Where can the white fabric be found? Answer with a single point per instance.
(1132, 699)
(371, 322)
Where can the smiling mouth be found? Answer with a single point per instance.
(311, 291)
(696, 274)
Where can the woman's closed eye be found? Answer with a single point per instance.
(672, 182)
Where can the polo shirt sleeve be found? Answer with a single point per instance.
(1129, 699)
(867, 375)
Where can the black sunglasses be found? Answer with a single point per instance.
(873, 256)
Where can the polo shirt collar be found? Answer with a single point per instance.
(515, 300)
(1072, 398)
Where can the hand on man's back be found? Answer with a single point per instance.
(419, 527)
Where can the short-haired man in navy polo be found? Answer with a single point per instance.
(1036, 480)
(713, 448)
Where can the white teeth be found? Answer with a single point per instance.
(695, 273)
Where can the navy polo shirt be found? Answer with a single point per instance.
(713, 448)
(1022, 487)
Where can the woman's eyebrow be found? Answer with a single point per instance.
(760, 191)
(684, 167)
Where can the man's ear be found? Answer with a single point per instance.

● ● ● ● ● ● ●

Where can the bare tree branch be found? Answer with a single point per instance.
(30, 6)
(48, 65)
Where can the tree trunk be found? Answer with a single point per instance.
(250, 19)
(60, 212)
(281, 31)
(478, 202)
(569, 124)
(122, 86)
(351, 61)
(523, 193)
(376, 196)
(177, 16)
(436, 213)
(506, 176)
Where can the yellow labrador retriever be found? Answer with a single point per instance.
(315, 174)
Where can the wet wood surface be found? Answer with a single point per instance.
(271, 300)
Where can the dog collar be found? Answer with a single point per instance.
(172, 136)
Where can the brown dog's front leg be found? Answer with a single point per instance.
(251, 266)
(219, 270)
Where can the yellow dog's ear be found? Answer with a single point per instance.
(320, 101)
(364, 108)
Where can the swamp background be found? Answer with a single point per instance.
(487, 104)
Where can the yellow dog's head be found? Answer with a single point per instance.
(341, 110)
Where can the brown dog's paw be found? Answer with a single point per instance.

● ● ● ● ● ● ●

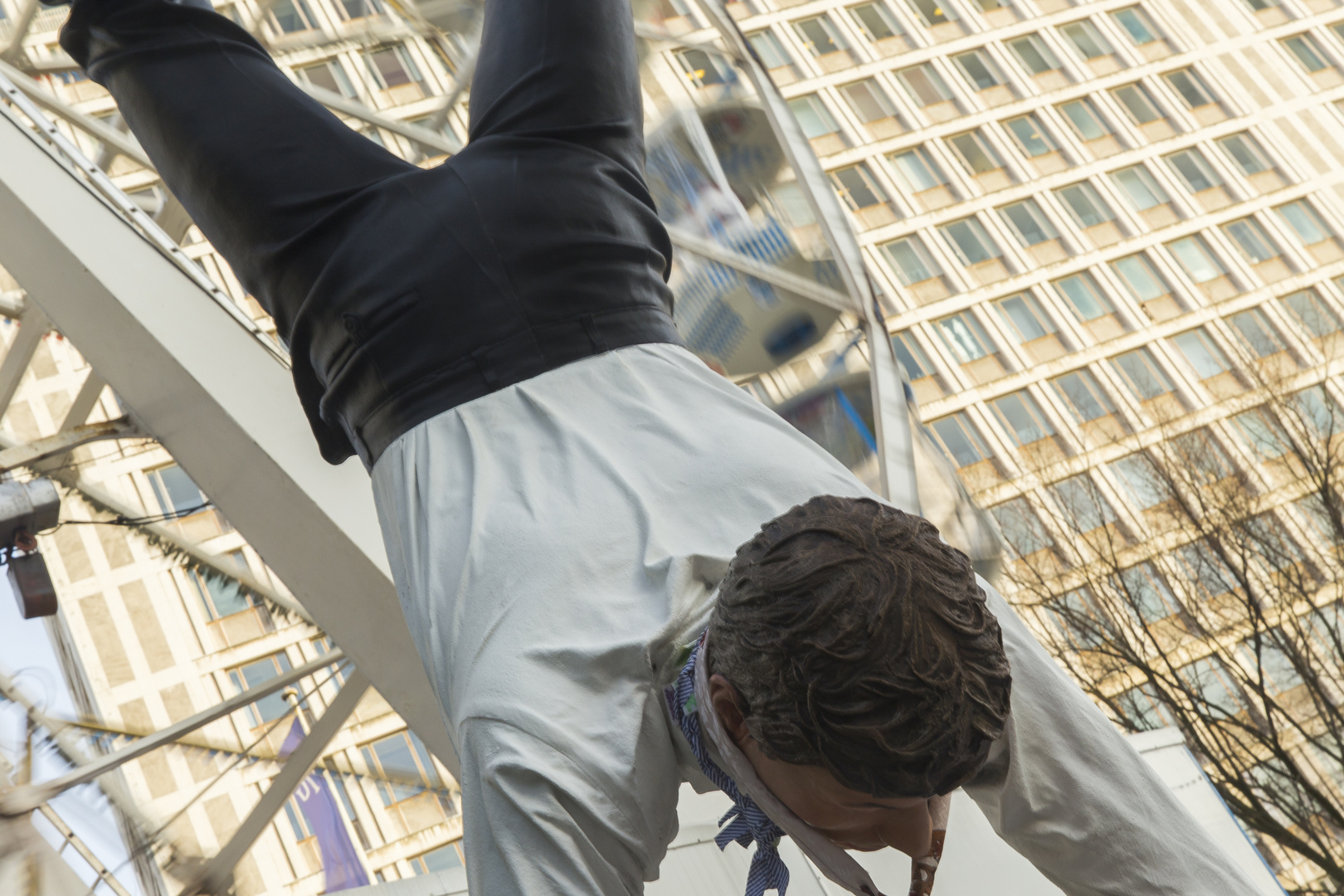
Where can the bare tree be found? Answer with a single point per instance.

● ● ● ● ● ● ●

▶ [STATED GOAL]: How many lines in the items above contain the word "collar"? Reply with the number only.

▶ [FULL ANSWER]: 2